> _WRITTEN TASK_
Copy out, word for word, only the stretch of the records that opens with the line containing "cup, one line per instance." and closes with the line containing "(1029, 401)", with both of those lines included.

---------------

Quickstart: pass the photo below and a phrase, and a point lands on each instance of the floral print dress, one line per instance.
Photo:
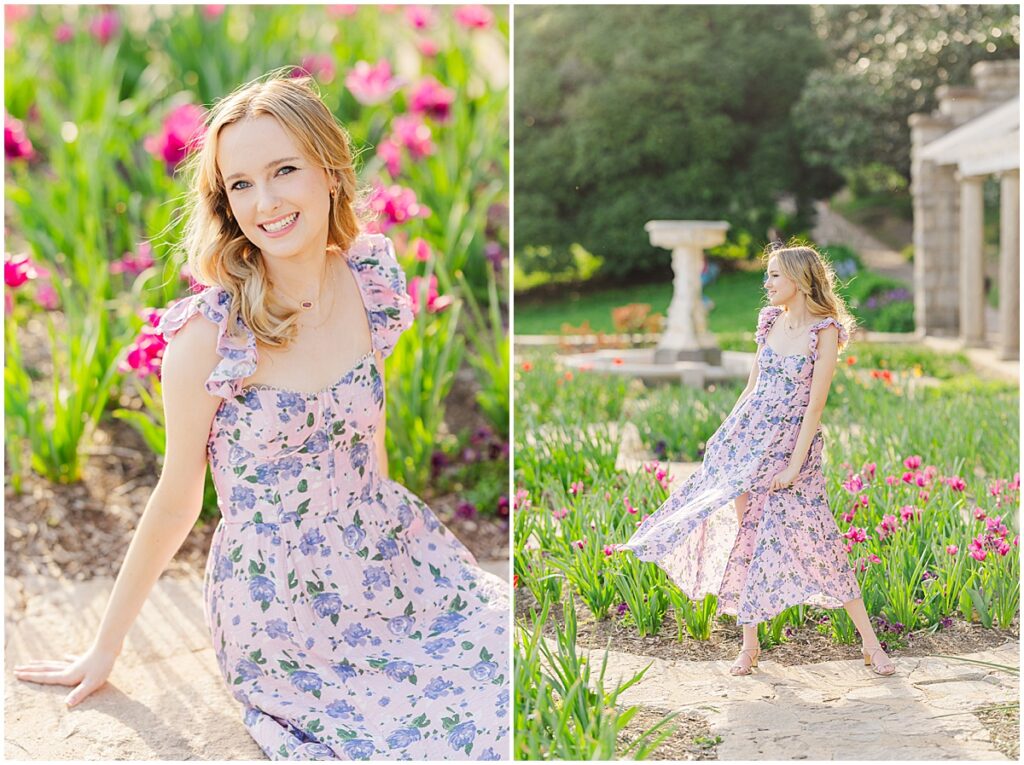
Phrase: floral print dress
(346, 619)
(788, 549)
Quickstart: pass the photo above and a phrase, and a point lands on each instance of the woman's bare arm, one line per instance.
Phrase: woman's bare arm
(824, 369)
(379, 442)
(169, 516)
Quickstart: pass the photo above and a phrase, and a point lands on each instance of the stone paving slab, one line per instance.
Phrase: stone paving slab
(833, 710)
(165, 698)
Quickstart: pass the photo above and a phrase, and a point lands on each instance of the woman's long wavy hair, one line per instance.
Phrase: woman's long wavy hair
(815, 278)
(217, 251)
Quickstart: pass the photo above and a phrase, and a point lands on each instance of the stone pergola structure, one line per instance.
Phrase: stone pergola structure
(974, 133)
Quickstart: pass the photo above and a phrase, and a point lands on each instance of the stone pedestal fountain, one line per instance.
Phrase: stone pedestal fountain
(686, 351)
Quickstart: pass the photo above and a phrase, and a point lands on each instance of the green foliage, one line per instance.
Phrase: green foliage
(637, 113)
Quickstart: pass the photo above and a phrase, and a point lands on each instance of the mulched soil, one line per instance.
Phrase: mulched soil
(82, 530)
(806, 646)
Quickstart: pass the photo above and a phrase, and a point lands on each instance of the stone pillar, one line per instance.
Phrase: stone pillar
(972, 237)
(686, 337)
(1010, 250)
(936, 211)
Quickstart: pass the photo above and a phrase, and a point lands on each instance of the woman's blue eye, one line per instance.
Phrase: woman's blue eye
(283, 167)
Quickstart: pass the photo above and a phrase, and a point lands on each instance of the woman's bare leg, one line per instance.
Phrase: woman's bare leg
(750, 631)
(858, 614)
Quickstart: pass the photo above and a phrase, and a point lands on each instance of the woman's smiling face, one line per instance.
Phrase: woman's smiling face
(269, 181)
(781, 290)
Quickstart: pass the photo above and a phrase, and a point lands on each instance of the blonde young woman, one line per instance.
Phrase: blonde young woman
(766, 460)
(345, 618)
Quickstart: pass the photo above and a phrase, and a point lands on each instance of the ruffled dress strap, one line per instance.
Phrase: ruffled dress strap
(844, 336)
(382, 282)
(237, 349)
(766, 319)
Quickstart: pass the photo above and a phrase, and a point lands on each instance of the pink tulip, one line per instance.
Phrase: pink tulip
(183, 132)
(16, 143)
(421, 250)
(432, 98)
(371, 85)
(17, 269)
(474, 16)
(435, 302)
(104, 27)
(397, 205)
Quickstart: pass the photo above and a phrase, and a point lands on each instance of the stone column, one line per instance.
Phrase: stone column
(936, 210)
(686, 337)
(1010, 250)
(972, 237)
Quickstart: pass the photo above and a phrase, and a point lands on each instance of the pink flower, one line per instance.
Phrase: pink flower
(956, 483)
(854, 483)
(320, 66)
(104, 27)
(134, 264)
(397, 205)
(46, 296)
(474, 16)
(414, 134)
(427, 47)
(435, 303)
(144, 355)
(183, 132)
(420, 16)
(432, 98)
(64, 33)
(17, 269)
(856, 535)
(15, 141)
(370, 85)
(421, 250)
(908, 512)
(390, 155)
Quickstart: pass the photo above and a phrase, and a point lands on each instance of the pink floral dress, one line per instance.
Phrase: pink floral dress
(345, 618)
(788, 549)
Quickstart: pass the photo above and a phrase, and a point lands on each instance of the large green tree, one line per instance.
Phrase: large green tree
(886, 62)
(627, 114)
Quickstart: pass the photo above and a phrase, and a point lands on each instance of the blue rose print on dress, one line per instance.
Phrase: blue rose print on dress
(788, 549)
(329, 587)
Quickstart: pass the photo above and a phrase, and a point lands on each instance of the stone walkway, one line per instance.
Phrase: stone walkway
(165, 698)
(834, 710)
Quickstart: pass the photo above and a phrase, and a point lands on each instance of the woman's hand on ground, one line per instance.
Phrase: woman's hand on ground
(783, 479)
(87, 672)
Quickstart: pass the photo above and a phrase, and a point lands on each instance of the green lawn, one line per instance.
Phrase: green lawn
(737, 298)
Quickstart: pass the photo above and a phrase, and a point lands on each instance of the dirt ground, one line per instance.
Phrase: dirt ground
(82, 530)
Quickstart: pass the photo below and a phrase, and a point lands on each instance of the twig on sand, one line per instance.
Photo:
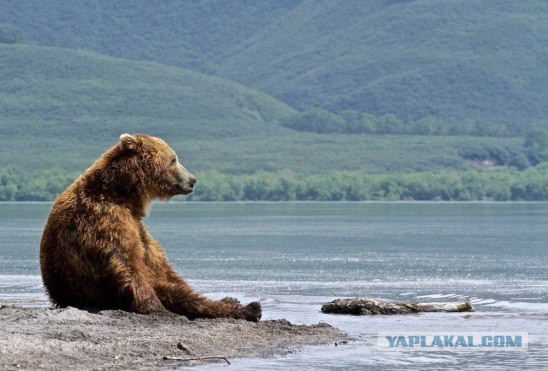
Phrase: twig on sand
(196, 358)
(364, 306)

---------------

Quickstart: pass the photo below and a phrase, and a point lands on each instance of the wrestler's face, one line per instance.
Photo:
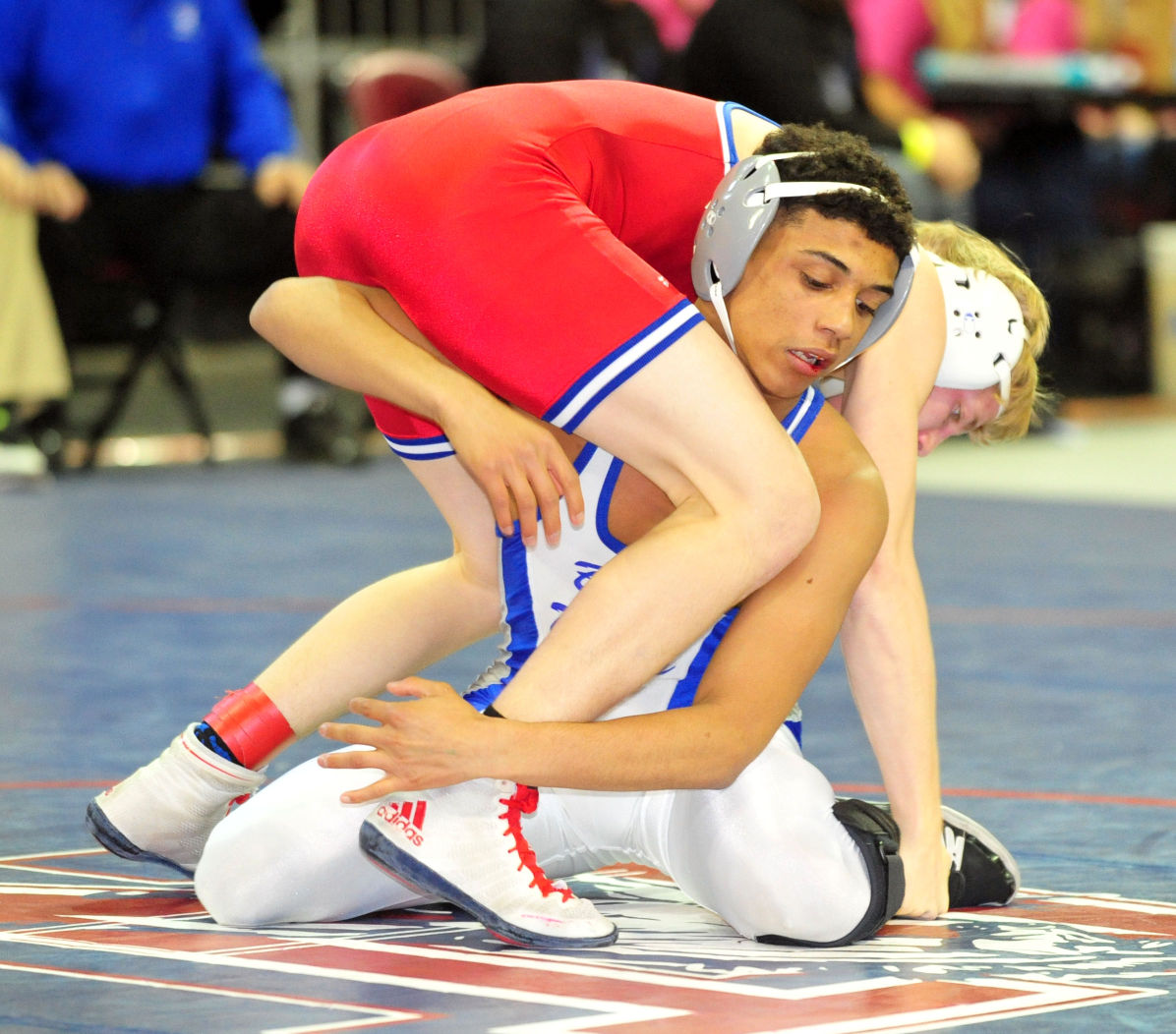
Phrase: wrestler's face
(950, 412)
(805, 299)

---------------

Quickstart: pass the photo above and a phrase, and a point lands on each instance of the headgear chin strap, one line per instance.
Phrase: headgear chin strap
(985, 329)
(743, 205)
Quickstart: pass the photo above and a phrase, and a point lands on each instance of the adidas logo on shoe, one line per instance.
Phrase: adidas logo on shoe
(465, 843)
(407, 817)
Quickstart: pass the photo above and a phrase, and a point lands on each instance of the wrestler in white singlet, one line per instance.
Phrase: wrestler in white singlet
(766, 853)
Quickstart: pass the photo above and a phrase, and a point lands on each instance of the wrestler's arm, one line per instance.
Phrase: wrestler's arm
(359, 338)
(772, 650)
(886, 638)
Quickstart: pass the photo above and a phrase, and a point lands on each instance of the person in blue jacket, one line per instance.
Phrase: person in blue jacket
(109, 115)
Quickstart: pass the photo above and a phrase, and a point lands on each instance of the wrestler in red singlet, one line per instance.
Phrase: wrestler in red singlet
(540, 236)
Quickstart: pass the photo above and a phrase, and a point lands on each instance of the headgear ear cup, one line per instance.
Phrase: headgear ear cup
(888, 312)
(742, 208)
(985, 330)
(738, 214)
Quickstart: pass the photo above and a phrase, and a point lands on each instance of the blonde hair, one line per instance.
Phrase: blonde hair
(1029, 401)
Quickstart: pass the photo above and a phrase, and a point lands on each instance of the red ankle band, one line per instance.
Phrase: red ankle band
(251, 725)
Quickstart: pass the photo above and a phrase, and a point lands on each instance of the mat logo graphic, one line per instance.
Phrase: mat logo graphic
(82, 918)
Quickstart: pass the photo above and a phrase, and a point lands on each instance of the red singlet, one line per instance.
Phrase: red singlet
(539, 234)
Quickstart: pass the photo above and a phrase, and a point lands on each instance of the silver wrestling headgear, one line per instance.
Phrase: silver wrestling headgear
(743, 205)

---------------

> _TASK ANSWER_
Quickstart: pass the photo above and a phrase, and a point lands on each instance of the headgear ear cup, one line per instance.
Phrase: headgear ear cup
(888, 312)
(742, 208)
(985, 330)
(738, 214)
Quickstart: pass the photo above and a phrase, and a point lands on each instance of the blonde hair, one line per instance.
Phrase: blonde hair
(1029, 401)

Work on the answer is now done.